## WHAT YOU NEED TO DO
From the entries below, extract every line that contains the string "fiat".

## DATASET ENTRIES
((

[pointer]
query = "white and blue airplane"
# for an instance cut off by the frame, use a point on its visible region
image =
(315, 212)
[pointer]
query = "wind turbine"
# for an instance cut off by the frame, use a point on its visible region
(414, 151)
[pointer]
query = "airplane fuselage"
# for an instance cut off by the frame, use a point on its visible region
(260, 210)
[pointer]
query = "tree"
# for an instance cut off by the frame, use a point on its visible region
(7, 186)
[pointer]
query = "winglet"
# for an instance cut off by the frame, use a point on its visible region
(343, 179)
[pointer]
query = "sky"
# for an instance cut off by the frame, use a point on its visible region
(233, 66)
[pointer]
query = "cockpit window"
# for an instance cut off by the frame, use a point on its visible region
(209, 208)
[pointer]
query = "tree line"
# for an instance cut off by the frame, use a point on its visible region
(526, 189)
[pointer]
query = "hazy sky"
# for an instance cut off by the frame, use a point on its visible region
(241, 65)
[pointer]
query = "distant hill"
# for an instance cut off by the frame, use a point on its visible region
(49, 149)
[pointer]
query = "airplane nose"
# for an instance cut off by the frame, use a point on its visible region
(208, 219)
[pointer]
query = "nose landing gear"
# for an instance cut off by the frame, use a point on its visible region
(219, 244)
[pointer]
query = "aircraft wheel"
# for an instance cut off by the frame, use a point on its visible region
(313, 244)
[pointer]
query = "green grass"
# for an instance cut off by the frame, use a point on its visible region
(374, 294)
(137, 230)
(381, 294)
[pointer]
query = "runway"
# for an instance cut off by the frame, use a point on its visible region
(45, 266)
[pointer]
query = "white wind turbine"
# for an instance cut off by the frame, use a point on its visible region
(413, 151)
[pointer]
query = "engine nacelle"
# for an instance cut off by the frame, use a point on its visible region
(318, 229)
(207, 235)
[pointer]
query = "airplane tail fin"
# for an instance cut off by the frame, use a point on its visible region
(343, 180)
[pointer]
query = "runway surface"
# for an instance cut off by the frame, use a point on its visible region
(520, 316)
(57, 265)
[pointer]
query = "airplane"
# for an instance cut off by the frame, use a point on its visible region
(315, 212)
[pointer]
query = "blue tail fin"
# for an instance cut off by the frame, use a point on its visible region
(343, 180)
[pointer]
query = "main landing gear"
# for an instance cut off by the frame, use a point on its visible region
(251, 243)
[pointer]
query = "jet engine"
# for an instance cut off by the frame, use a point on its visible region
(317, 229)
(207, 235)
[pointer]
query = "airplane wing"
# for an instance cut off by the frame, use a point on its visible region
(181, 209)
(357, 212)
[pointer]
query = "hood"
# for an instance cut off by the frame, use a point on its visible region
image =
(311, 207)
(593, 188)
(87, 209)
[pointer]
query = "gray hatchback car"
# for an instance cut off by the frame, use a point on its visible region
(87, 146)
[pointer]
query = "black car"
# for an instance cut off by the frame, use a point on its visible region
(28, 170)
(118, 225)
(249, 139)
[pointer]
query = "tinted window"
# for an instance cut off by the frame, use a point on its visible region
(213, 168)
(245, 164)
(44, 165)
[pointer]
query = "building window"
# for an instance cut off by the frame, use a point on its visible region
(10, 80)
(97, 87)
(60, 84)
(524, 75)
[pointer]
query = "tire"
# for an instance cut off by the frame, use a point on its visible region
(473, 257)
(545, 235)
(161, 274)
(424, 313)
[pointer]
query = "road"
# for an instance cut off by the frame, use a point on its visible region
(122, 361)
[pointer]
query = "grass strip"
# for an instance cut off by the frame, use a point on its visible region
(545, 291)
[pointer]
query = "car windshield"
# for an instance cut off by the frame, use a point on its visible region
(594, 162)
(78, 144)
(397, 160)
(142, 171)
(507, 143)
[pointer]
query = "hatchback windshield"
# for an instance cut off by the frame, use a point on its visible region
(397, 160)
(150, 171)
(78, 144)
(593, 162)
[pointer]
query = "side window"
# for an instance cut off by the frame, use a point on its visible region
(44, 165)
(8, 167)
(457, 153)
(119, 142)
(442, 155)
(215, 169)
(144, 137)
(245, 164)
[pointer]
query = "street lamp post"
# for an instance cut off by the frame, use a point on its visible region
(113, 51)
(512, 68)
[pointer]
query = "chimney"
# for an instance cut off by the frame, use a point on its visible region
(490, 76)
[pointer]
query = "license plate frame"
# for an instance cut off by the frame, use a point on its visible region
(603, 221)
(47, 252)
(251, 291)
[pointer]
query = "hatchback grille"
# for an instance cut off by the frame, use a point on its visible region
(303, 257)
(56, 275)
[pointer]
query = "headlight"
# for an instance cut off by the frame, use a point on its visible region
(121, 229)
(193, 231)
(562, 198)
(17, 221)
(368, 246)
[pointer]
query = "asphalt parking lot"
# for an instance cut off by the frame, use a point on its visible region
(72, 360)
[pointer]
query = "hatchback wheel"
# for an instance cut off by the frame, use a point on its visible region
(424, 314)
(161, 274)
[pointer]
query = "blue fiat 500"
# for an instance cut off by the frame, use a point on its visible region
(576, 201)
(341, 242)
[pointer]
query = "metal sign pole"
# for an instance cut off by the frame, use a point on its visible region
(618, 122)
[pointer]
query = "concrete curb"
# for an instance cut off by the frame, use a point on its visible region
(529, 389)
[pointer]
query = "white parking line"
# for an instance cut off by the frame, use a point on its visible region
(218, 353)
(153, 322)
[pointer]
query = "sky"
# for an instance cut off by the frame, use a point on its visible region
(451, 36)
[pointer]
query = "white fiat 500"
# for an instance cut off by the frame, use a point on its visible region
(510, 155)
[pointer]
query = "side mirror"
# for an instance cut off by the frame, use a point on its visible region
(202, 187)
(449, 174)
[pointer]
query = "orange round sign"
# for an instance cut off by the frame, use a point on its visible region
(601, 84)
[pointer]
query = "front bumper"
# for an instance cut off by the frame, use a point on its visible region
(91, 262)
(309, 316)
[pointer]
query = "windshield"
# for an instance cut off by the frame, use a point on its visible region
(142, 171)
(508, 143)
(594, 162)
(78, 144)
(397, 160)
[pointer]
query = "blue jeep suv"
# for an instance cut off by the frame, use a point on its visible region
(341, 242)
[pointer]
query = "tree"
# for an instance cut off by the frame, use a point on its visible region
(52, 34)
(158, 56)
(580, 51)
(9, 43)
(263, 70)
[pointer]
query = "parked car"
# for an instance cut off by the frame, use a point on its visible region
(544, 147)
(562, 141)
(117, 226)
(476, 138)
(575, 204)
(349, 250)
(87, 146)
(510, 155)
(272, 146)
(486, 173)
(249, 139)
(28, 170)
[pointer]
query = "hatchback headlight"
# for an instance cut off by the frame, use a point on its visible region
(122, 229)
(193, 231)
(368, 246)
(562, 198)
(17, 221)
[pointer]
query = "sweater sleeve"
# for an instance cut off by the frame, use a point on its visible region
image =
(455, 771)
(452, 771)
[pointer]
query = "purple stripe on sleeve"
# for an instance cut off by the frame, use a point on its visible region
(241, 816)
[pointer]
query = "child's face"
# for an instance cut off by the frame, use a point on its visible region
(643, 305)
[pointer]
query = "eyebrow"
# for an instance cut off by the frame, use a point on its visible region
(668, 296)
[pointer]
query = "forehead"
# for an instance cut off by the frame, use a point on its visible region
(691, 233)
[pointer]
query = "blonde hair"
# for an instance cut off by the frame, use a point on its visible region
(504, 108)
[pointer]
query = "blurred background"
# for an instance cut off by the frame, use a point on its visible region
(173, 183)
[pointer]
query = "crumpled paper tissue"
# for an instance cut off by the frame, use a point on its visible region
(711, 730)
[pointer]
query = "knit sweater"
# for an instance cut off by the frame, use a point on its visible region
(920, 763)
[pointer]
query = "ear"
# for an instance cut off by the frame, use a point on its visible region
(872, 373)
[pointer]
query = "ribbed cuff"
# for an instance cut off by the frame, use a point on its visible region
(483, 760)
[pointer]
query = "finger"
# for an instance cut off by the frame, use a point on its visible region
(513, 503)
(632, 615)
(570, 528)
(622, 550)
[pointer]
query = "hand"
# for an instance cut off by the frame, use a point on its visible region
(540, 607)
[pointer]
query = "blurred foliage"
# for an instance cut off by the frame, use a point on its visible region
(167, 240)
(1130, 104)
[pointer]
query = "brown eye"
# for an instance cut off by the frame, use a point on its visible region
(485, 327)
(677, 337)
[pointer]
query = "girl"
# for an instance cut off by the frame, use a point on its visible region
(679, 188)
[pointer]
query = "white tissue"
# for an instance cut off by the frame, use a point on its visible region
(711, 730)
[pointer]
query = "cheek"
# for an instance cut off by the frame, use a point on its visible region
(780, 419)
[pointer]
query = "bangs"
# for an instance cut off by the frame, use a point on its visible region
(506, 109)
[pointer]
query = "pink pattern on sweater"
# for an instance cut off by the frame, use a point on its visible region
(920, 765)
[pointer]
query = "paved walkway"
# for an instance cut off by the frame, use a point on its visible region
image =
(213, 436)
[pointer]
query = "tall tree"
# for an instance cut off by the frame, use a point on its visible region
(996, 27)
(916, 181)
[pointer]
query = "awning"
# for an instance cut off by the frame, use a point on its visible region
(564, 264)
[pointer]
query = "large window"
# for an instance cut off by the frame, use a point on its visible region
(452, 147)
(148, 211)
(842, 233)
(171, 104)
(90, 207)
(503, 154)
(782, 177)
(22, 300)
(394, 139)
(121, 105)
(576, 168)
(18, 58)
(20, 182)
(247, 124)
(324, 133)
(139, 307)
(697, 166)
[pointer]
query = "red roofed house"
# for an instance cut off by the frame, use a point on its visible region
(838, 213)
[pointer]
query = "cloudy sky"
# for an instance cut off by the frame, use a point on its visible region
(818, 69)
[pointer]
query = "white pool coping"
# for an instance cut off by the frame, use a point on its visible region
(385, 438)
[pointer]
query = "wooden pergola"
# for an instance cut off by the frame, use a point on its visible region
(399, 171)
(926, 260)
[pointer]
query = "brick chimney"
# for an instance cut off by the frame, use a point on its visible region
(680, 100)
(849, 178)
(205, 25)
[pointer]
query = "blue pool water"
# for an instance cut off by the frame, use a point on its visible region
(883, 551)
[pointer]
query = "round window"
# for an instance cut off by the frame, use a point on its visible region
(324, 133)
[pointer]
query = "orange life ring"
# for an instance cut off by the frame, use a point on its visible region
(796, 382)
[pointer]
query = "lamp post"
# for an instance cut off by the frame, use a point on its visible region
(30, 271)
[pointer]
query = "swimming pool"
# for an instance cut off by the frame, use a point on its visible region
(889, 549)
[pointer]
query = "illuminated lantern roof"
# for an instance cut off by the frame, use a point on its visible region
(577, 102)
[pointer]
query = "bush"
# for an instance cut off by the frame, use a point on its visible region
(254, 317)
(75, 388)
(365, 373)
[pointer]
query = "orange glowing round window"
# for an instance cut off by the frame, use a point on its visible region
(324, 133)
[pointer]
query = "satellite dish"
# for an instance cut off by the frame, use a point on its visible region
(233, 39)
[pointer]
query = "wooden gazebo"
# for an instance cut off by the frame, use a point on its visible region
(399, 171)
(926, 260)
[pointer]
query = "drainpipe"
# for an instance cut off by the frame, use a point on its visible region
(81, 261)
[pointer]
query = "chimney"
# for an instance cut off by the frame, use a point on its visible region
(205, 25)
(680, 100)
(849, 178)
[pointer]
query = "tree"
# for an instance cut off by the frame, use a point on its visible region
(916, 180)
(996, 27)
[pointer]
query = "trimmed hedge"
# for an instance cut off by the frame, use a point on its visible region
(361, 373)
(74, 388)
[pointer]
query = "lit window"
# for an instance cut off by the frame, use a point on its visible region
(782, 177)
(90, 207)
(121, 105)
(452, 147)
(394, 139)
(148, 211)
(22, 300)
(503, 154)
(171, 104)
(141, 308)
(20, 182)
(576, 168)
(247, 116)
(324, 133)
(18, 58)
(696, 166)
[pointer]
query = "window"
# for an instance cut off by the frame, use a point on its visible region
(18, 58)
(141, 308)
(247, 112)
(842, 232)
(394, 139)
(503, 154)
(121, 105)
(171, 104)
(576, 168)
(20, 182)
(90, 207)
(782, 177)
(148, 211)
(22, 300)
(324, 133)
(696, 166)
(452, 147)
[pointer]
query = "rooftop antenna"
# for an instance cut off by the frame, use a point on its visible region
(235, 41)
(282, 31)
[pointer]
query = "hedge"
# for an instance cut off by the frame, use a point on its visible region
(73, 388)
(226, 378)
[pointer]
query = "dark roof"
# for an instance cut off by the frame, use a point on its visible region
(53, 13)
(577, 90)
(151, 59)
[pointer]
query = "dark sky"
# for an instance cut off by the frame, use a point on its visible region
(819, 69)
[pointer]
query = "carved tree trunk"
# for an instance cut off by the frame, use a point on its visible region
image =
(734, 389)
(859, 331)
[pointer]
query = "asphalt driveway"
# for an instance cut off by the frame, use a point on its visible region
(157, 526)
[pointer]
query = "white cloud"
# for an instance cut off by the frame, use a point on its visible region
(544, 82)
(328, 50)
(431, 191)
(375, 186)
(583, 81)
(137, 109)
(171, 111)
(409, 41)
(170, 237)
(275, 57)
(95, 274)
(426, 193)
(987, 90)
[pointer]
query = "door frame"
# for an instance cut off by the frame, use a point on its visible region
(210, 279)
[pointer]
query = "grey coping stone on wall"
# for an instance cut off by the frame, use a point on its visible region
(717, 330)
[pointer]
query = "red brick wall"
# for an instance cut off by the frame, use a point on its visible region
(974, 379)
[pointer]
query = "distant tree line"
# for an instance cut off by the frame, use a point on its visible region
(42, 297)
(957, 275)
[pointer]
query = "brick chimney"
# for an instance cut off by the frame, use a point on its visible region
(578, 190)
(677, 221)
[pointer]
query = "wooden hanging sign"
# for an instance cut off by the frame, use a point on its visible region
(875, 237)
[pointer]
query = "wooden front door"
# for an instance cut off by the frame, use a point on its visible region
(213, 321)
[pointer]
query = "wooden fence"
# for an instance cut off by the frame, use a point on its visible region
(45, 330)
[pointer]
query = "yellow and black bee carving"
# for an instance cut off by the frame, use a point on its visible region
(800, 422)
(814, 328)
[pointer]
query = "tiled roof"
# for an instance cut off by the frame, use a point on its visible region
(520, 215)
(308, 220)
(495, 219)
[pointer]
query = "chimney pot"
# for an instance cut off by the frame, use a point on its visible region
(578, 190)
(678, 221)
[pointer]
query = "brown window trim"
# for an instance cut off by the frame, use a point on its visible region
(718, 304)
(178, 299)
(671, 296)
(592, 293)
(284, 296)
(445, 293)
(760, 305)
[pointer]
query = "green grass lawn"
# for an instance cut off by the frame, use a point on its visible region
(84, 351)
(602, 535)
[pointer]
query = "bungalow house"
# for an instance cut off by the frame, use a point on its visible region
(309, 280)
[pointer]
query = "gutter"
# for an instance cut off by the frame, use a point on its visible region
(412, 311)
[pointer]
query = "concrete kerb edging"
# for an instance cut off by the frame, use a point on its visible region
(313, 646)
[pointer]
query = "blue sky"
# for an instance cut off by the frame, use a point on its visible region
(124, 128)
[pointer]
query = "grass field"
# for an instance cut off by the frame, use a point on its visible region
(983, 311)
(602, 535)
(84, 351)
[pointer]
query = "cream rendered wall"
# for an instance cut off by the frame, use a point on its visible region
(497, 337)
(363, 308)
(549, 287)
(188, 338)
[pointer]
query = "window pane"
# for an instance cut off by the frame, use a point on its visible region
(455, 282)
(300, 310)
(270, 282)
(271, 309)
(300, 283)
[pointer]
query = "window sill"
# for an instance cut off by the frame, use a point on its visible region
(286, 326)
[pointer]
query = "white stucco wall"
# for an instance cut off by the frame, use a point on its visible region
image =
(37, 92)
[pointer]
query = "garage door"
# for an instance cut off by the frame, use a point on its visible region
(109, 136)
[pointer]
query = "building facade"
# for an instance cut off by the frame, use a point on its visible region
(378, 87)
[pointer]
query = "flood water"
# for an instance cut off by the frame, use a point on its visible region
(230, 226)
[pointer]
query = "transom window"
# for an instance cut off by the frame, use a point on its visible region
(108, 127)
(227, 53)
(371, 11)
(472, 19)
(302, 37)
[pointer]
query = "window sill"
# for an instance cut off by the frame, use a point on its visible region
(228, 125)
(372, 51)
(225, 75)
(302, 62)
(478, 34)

))

## RESPONSE FOR THIS EXERCISE
query = "blue fiat 500"
query = "white fiat 500"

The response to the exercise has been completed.